LE JOUEUR : HASARD OU DESTINÉE ?

Edvard Munch – La Roulette À Monte Carlo 1892

Il y a eu, il y a et il y aura toujours sur cette terre des êtres qui s’expriment ainsi : “j’ai tout misé sur une seule et même carte. Pas de check, pas de relance, pas même un suivi – rien d’autre que tapis. Soit, je quitte la table dignement, lacéré d’amertume ; soit, je remporte la mise, jonglant enfin avec les jetons qui me reviennent de droit. Dans les deux cas, c’est ma vie qui est en jeu : en bien ou en mal, c’est elle que j’offre.” Dostoïevski était de ceux-là.

* Objectif 1:
Répondez aux questions suivantes à partir de l'extrait.
(a) Quel tableau d'Edvard Munch est mentionné, et de quelle année date-t-il ?
(b) Sur combien de cartes ces êtres affirment-ils avoir tout misé ?
(c) Quel écrivain l'extrait compte-t-il parmi ces êtres ?
L'extrait ci-dessus et les lignes sont deux documents sans aucun lien entre eux.

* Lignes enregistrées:
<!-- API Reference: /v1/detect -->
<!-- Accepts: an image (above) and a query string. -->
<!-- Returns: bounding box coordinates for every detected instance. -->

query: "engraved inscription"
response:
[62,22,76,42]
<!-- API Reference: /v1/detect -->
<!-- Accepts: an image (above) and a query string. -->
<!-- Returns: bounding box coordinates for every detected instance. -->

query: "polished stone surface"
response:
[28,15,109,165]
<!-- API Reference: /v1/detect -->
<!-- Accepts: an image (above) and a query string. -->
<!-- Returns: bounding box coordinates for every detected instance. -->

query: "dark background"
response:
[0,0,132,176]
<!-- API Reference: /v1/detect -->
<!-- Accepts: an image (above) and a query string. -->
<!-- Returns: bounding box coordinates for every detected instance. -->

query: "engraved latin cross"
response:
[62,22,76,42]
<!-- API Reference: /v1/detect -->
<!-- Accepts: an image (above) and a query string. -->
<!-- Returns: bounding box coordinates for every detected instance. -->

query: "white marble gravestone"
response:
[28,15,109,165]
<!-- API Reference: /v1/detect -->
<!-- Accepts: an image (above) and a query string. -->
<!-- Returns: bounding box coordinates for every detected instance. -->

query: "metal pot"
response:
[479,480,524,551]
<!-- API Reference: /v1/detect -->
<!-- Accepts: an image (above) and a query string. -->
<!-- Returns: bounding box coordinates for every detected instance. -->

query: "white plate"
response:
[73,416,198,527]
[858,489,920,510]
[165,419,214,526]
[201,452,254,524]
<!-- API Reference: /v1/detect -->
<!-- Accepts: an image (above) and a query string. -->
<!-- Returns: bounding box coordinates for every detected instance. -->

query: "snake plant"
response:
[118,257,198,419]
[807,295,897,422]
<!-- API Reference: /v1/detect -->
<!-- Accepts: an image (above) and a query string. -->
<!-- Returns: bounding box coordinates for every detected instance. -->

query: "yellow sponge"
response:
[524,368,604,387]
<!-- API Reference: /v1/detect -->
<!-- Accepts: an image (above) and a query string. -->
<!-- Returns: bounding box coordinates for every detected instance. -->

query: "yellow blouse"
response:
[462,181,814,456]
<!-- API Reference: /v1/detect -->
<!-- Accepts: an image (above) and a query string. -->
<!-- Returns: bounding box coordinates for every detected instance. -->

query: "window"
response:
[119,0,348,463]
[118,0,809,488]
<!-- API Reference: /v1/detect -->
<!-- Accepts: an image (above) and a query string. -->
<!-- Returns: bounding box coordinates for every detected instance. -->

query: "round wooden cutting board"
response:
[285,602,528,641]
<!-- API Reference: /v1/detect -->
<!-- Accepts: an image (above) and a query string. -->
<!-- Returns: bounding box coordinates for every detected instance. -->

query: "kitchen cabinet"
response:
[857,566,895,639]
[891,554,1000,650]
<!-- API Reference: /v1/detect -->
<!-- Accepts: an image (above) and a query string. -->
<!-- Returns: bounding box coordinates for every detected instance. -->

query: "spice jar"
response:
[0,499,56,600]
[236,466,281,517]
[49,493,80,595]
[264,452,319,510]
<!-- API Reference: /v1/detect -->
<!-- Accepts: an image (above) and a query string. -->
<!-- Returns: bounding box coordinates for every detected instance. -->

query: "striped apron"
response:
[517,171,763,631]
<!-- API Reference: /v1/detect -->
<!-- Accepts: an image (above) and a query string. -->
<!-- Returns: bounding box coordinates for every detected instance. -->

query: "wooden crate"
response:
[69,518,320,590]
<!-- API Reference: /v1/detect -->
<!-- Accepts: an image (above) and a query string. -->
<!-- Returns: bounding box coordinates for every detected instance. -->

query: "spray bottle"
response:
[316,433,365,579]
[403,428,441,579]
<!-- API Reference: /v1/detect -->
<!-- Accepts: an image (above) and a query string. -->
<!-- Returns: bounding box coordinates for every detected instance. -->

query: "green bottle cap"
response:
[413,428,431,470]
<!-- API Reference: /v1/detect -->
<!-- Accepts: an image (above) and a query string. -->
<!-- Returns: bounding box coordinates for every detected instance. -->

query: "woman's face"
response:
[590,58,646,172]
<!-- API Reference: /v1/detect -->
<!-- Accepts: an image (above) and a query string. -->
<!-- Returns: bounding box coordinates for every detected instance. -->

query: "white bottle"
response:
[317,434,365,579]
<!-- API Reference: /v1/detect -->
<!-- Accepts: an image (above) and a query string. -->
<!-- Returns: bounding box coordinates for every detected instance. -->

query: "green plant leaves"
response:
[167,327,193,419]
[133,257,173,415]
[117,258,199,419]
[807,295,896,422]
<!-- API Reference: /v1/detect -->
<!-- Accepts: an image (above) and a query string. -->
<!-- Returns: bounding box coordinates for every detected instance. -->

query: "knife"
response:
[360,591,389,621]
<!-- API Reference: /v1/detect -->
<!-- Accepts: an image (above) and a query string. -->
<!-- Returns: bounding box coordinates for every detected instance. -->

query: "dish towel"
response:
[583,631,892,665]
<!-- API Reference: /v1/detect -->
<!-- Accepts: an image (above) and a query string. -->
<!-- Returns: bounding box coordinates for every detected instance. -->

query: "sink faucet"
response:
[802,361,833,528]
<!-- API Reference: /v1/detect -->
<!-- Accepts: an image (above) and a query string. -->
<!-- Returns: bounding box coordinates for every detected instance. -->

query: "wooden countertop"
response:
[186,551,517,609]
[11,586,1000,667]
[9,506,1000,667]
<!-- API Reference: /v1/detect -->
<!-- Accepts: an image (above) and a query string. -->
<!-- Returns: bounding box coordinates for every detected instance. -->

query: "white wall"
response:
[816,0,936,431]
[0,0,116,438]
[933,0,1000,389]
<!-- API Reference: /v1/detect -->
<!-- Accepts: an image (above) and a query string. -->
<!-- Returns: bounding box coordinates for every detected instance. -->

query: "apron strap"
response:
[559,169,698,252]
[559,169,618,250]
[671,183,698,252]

* Objectif 2:
Extrayez chacune des lignes ci-dessus qui contient la chaîne « plant ».

* Réponse attendue 1:
(a) La Roulette À Monte Carlo, de 1892.
(b) Sur une seule et même carte.
(c) Dostoïevski.

* Réponse attendue 2:
query: "snake plant"
query: "green plant leaves"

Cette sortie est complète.